**Your goal:** Write out the section of the local news column below from "October 04, 1990|LEO" to "and royal blue.", word for word.

**Supplied passage:**
((
October 04, 1990|LEO SMITH

Remember the commercial art class at Oxnard College in which the students got professional experience working on out-of-school projects?

Well, Yasuhiro Kajitori, a member of last semester's class, actually worked on an over-the-school project. In fact, his project flies above the school every weekday. He designed the first flag that the college has ever had--in the school colors of Kelly green and royal blue.

If you find yourself on the Las Vegas strip this evening you may want to walk over to the Holiday Casino. The Simi-Valley based Cajun-zydeco group, Gumbo La La, will be performing outside from 6 p.m. to midnight. The casino is hoping the group will attract people into its new shopping center.

"What we play is middle-class music. When we play in Ventura County, every third song is a waltz," said founder and lead fiddler Bobby Weiszmann of Simi Valley. "The music is irresistible. In Louisiana, if you play zydeco music near a graveyard, you'll rise up them dead people."

Weiszmann said his band usually tones down the music so it will be appreciated by a wider audience. But it hasn't always worked.

"We went to Hollywood for a private party once. . . . It took a while, but they started dancing by the second set. By the end of the night, they were slam dancing to waltzes."

Here's a genuinely special delivery service:

The people in charge of the Pack 'N Post packaging and shipping business in Newbury Park have made an offer to Ventura County residents who have friends or relatives stationed in the Persian Gulf--they will send a letter or small package overseas for free.

"I understand from the recruiting offices that some of the things they'd like to see shipped over there are games, cards and portable radios," said Pack 'N Post owner Martha Zilm. "They talk about how much boredom there is just sitting in the desert and waiting."
))
**Data under study:**
((
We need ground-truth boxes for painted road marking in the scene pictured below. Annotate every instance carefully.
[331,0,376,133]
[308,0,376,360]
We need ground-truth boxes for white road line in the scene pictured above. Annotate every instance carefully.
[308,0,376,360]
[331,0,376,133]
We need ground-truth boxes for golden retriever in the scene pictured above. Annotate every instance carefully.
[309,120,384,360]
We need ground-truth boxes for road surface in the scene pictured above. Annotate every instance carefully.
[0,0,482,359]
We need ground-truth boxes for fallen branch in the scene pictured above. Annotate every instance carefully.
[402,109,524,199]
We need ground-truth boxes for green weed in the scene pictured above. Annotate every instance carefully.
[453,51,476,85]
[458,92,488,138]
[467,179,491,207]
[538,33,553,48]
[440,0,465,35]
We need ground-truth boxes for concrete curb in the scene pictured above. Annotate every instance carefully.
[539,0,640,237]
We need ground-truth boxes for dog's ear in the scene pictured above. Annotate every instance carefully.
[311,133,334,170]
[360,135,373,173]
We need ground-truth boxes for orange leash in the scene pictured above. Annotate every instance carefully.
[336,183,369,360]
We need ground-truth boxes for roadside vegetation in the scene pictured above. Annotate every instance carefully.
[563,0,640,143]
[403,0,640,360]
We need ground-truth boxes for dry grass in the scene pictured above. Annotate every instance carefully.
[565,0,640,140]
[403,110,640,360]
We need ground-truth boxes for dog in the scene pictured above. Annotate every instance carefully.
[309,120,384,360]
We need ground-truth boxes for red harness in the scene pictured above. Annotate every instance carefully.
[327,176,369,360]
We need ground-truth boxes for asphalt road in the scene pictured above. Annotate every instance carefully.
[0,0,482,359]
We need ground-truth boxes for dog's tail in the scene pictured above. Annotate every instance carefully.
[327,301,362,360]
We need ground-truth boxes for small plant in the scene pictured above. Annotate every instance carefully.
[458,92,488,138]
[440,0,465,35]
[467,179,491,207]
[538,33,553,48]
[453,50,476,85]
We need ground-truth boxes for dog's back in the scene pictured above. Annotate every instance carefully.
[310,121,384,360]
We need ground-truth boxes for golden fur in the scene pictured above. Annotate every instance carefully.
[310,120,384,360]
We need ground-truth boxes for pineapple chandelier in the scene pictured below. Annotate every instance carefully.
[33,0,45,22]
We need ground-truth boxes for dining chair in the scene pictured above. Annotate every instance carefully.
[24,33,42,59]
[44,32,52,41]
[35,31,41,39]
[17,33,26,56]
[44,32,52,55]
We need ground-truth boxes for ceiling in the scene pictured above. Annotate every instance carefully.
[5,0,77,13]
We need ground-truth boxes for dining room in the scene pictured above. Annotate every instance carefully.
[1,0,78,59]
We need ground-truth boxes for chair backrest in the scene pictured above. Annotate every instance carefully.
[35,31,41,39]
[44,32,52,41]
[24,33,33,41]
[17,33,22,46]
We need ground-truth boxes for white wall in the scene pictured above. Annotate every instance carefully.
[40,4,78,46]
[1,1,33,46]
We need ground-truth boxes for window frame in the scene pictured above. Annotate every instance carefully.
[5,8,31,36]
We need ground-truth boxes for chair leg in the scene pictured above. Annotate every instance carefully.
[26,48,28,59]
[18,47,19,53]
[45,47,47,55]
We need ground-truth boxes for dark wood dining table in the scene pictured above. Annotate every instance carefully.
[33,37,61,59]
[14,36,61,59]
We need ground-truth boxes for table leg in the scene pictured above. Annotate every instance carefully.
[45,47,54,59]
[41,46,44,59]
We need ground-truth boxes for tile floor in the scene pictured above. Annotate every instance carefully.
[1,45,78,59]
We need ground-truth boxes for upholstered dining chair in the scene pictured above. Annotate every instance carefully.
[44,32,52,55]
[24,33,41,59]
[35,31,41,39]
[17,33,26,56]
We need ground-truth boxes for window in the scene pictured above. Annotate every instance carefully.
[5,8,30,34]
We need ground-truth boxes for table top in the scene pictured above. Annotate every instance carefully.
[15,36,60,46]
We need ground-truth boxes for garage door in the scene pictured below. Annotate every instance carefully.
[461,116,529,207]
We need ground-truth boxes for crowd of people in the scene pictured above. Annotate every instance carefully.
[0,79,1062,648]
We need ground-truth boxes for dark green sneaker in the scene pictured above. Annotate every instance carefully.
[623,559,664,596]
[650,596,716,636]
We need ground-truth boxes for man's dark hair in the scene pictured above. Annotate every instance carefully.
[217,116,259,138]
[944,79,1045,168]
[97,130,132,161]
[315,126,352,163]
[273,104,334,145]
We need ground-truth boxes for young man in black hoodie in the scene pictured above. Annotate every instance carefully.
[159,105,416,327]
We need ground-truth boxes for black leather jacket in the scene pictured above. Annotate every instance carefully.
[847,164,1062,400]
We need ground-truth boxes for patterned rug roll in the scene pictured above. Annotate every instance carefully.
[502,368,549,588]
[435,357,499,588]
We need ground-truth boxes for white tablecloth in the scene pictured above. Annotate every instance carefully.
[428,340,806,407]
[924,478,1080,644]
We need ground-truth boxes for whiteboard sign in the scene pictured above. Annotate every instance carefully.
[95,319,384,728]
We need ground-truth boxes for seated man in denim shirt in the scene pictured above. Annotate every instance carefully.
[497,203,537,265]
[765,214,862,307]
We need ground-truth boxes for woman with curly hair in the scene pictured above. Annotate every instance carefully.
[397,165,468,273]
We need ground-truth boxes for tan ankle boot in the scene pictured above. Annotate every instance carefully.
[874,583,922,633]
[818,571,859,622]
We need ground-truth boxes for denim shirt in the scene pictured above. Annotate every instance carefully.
))
**Completed task:**
October 04, 1990|LEO SMITH

Remember the commercial art class at Oxnard College in which the students got professional experience working on out-of-school projects?

Well, Yasuhiro Kajitori, a member of last semester's class, actually worked on an over-the-school project. In fact, his project flies above the school every weekday. He designed the first flag that the college has ever had--in the school colors of Kelly green and royal blue.